> [AVAILABLE DATA]
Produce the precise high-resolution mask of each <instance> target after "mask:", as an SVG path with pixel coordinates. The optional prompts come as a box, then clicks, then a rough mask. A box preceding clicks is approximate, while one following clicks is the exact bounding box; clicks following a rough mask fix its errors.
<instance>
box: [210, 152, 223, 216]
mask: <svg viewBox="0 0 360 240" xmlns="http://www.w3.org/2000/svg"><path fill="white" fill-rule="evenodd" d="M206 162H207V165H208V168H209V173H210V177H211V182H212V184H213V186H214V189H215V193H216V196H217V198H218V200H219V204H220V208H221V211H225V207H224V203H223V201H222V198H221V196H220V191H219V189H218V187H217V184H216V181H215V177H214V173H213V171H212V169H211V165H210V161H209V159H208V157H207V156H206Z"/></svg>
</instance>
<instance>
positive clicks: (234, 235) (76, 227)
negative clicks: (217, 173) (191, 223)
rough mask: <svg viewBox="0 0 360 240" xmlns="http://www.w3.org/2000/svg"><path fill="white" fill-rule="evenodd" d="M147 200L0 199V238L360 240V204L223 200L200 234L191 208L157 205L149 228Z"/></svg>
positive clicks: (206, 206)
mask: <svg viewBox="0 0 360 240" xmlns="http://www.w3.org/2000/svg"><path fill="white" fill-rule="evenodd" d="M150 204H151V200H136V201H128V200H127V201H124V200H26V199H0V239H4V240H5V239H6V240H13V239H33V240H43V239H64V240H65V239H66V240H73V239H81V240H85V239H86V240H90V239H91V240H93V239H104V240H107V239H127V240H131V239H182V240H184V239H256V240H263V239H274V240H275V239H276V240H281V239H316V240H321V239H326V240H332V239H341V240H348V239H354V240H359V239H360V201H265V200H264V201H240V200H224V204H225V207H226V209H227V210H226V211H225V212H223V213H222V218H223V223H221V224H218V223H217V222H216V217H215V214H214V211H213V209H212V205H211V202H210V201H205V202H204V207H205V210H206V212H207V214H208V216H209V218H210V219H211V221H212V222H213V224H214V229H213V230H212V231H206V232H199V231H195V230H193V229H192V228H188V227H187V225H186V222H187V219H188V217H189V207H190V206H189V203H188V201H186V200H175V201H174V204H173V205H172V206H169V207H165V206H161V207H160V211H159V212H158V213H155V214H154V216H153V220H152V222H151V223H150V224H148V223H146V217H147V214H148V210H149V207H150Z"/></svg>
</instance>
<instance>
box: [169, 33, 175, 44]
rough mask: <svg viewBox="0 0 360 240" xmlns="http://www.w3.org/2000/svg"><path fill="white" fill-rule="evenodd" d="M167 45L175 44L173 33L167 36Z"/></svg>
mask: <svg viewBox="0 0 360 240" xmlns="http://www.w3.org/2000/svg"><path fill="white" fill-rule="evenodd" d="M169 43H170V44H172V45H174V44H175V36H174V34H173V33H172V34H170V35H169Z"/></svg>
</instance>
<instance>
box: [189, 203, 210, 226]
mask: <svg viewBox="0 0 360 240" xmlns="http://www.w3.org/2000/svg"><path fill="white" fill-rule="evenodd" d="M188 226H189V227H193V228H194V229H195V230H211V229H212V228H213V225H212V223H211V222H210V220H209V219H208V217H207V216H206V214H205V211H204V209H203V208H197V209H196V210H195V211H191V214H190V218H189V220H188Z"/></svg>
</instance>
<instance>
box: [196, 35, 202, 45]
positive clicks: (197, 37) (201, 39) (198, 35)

> [WHAT IS NEEDED]
Write down all of the records again, word for word.

> [RESPONSE FOR THIS EXERCISE]
Produce the precise high-resolution mask of each <instance> target after "mask:", as an SVG path with pixel coordinates. The optional prompts come as a box, then clicks, then a rough mask. A box preceding clicks is approximate, while one following clicks is the exact bounding box; clicks following a rough mask fix its errors.
<instance>
box: [210, 152, 223, 216]
mask: <svg viewBox="0 0 360 240" xmlns="http://www.w3.org/2000/svg"><path fill="white" fill-rule="evenodd" d="M206 162H207V165H208V168H209V173H210V177H211V182H212V184H213V186H214V189H215V193H216V196H217V198H218V200H219V204H220V208H221V211H225V207H224V203H223V201H222V198H221V196H220V191H219V189H218V187H217V184H216V181H215V177H214V173H213V171H212V169H211V165H210V161H209V159H208V157H207V156H206Z"/></svg>
</instance>
<instance>
positive clicks: (234, 235) (76, 227)
negative clicks: (217, 173) (191, 223)
rough mask: <svg viewBox="0 0 360 240" xmlns="http://www.w3.org/2000/svg"><path fill="white" fill-rule="evenodd" d="M147 200L0 199V238L360 240V204L223 200L200 234L191 208L157 205L149 228Z"/></svg>
positive clicks: (206, 206)
mask: <svg viewBox="0 0 360 240" xmlns="http://www.w3.org/2000/svg"><path fill="white" fill-rule="evenodd" d="M150 204H151V200H136V201H128V200H127V201H124V200H26V199H0V239H4V240H5V239H6V240H13V239H33V240H43V239H64V240H65V239H66V240H73V239H81V240H85V239H86V240H90V239H91V240H93V239H104V240H107V239H127V240H131V239H182V240H184V239H256V240H263V239H274V240H275V239H276V240H281V239H316V240H321V239H326V240H332V239H341V240H348V239H354V240H359V239H360V201H265V200H264V201H240V200H224V204H225V207H226V209H227V210H226V211H225V212H223V213H222V218H223V223H221V224H218V223H217V222H216V217H215V214H214V211H213V209H212V205H211V202H210V201H205V202H204V207H205V210H206V212H207V214H208V216H209V218H210V219H211V221H212V222H213V224H214V229H213V230H212V231H206V232H199V231H195V230H193V229H192V228H188V227H187V225H186V222H187V219H188V217H189V207H190V206H189V203H188V201H186V200H175V201H174V204H173V205H172V206H169V207H165V206H161V207H160V211H159V212H158V213H155V214H154V216H153V220H152V222H151V223H150V224H148V223H146V217H147V214H148V210H149V207H150Z"/></svg>
</instance>
<instance>
box: [169, 33, 175, 44]
rough mask: <svg viewBox="0 0 360 240" xmlns="http://www.w3.org/2000/svg"><path fill="white" fill-rule="evenodd" d="M167 45L175 44L173 33L167 36Z"/></svg>
mask: <svg viewBox="0 0 360 240" xmlns="http://www.w3.org/2000/svg"><path fill="white" fill-rule="evenodd" d="M169 43H170V44H172V45H174V44H175V36H174V34H173V33H172V34H170V35H169Z"/></svg>
</instance>
<instance>
box: [189, 203, 210, 226]
mask: <svg viewBox="0 0 360 240" xmlns="http://www.w3.org/2000/svg"><path fill="white" fill-rule="evenodd" d="M188 226H189V227H193V228H194V229H195V230H211V229H212V228H213V225H212V223H211V222H210V220H209V219H208V217H207V216H206V214H205V211H204V209H203V208H197V209H196V210H195V211H191V214H190V218H189V220H188Z"/></svg>
</instance>
<instance>
box: [196, 35, 202, 45]
positive clicks: (197, 37) (201, 39) (198, 35)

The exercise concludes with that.